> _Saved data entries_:
= Beginning of Section =
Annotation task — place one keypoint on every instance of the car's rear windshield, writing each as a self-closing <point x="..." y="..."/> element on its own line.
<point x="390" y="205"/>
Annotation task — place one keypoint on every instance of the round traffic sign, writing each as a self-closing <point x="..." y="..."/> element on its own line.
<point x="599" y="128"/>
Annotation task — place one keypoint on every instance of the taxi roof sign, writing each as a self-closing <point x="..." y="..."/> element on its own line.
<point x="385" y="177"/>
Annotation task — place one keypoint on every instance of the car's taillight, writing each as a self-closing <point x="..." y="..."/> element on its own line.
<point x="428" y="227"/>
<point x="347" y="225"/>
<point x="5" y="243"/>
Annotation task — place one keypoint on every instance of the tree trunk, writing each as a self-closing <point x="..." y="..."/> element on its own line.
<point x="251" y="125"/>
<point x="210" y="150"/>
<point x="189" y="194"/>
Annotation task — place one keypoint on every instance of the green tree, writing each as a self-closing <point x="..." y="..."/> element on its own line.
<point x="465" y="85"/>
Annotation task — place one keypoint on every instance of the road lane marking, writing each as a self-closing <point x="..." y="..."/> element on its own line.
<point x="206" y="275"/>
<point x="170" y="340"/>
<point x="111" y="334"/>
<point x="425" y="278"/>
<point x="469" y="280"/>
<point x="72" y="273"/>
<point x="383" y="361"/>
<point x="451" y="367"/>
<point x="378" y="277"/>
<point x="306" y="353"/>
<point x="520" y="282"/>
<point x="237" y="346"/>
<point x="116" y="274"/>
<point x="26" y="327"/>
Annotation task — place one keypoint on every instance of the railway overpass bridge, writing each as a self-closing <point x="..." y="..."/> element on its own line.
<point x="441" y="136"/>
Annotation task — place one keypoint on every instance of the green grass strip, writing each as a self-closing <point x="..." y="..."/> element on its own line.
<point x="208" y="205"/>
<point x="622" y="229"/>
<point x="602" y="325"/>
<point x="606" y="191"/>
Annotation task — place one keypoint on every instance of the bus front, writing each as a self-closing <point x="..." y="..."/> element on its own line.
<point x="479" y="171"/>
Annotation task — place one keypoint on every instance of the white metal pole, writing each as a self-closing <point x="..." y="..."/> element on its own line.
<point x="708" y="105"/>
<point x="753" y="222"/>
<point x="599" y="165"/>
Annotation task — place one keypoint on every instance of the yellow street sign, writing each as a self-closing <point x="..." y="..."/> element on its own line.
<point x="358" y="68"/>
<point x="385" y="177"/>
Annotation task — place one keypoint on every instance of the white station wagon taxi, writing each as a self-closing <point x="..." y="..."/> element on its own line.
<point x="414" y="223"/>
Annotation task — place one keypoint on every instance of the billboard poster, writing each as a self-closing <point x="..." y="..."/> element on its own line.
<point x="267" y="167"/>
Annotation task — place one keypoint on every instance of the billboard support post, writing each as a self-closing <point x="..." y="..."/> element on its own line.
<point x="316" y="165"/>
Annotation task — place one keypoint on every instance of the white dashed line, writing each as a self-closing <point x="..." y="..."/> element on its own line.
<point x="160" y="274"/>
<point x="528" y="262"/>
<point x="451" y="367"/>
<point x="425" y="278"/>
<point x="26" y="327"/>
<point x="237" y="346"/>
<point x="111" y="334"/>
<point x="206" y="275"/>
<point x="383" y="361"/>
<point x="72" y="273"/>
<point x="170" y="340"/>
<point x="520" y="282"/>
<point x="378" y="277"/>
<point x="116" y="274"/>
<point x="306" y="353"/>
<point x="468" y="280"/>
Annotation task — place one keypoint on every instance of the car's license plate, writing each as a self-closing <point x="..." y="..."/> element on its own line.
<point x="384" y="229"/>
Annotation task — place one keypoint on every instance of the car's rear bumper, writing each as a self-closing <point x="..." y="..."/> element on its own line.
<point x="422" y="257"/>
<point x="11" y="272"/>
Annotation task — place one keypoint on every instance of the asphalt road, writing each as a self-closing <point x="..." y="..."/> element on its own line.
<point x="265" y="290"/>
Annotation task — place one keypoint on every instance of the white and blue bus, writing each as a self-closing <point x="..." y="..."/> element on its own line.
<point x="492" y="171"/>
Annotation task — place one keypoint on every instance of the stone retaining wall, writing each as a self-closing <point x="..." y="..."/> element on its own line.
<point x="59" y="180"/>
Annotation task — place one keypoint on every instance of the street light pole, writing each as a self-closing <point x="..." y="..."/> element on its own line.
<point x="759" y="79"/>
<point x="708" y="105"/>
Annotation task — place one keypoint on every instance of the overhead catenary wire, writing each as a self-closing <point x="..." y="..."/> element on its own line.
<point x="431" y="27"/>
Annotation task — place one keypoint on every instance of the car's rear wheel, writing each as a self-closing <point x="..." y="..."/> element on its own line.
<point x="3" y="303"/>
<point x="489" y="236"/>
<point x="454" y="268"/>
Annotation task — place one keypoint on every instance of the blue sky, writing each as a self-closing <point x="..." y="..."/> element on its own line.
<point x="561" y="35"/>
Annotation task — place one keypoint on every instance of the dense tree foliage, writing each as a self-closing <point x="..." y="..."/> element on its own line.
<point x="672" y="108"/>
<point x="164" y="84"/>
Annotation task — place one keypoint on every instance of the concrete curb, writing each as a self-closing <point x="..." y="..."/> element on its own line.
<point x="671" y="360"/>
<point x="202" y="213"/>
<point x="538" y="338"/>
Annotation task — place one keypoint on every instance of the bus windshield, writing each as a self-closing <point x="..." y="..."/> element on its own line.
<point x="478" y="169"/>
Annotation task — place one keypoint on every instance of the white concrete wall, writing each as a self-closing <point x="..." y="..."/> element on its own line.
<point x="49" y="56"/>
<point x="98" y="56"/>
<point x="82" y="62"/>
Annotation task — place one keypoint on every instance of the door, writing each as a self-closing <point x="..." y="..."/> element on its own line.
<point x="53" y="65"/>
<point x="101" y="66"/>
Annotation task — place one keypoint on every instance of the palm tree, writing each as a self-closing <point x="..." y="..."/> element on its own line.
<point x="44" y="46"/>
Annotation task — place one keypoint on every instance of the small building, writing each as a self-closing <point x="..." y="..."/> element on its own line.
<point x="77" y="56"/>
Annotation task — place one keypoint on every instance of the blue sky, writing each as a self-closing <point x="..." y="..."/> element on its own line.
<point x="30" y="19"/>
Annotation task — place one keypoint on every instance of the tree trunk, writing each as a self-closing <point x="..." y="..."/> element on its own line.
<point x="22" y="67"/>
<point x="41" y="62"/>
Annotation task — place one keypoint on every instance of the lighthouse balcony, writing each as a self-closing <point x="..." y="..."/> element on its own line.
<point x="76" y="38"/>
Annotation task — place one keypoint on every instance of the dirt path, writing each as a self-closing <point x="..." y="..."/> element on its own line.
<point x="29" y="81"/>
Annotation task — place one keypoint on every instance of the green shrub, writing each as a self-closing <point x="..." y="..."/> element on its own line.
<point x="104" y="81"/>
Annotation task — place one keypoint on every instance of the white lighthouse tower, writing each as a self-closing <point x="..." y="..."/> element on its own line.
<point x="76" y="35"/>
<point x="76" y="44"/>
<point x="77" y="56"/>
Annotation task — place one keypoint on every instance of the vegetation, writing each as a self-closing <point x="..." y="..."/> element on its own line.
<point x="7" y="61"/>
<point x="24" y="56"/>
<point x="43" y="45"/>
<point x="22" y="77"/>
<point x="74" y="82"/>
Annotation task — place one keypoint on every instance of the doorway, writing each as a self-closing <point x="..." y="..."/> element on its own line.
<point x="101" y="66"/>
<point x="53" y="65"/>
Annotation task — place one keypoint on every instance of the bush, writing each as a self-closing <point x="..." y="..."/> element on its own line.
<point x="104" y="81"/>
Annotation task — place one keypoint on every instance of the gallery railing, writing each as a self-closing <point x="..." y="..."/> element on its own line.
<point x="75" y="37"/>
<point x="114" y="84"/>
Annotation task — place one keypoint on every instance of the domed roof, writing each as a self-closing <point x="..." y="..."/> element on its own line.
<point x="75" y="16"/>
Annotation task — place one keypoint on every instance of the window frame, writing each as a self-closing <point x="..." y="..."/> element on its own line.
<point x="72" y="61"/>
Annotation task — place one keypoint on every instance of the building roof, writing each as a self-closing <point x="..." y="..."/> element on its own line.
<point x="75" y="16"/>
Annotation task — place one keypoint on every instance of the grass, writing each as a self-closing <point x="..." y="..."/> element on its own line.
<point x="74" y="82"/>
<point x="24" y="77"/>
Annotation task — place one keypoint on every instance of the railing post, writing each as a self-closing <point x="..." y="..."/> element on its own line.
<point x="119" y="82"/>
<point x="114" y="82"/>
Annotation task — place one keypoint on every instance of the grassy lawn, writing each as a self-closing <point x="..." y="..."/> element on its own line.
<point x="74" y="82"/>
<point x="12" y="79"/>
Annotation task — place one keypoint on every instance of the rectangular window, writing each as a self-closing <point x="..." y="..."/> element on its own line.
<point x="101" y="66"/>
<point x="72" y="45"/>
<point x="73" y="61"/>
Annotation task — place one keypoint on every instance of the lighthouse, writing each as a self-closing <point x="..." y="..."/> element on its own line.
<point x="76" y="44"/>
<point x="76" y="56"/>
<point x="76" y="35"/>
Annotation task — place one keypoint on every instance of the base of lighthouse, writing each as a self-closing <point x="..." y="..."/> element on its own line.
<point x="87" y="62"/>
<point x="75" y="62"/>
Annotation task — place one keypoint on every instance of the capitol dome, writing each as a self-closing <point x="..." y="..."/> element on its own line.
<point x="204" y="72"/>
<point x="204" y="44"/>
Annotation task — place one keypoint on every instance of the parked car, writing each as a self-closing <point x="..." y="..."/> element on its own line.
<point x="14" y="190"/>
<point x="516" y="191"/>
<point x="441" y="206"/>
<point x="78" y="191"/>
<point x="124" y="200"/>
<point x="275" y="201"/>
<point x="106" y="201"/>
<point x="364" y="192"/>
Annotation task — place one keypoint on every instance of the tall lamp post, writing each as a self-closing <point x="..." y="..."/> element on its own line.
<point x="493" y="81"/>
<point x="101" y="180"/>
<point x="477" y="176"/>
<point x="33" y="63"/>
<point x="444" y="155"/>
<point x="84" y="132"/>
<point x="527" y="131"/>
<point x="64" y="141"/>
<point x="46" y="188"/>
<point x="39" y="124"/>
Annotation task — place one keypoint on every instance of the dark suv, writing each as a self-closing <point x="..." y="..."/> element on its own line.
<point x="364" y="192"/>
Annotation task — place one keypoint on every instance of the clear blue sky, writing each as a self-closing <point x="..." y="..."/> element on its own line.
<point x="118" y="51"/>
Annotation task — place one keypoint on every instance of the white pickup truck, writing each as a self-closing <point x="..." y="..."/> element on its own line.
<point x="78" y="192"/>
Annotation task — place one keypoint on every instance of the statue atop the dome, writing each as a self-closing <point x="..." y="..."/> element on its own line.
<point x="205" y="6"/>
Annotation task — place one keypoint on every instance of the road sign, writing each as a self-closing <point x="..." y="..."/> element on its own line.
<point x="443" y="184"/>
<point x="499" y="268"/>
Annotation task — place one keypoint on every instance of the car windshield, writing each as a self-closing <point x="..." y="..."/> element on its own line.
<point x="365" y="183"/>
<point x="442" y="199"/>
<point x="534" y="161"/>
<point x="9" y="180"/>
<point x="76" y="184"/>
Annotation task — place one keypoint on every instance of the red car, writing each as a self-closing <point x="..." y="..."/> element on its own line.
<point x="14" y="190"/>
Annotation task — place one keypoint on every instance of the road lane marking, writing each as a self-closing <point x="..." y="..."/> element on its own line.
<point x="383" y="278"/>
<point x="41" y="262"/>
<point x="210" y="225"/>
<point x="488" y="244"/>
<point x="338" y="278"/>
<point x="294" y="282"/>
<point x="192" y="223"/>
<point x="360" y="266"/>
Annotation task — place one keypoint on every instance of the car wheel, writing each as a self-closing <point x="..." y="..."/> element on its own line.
= End of Section =
Only the lines from the one containing "of the statue" through the end of the records above belong in the answer, each exactly as written.

Annotation task — place one keypoint on every instance of the statue atop the dome, writing each as a self-closing <point x="..." y="..."/> element on its own line.
<point x="205" y="6"/>
Annotation task — place one keypoint on every instance of the road sign, writing each as a self-closing <point x="..." y="..."/> element on its own line.
<point x="443" y="184"/>
<point x="499" y="268"/>
Annotation task — place one keypoint on every instance of the car windshield, writing each as a self-closing <point x="..." y="..."/> element on its own line.
<point x="365" y="183"/>
<point x="442" y="199"/>
<point x="534" y="161"/>
<point x="9" y="180"/>
<point x="76" y="184"/>
Annotation task — place one keypoint on every instance of the red car, writing each as a self-closing <point x="..." y="..."/> element on its own line.
<point x="14" y="190"/>
Annotation task — place one keypoint on every instance of the road lane marking, writing each as a self-closing <point x="..." y="..."/> element on its own line.
<point x="383" y="278"/>
<point x="41" y="262"/>
<point x="210" y="225"/>
<point x="488" y="244"/>
<point x="338" y="278"/>
<point x="294" y="282"/>
<point x="192" y="223"/>
<point x="360" y="266"/>
Annotation task — place one keypoint on every instance of the car wheel, writing each as a self-closing <point x="..." y="..."/> element on its own line.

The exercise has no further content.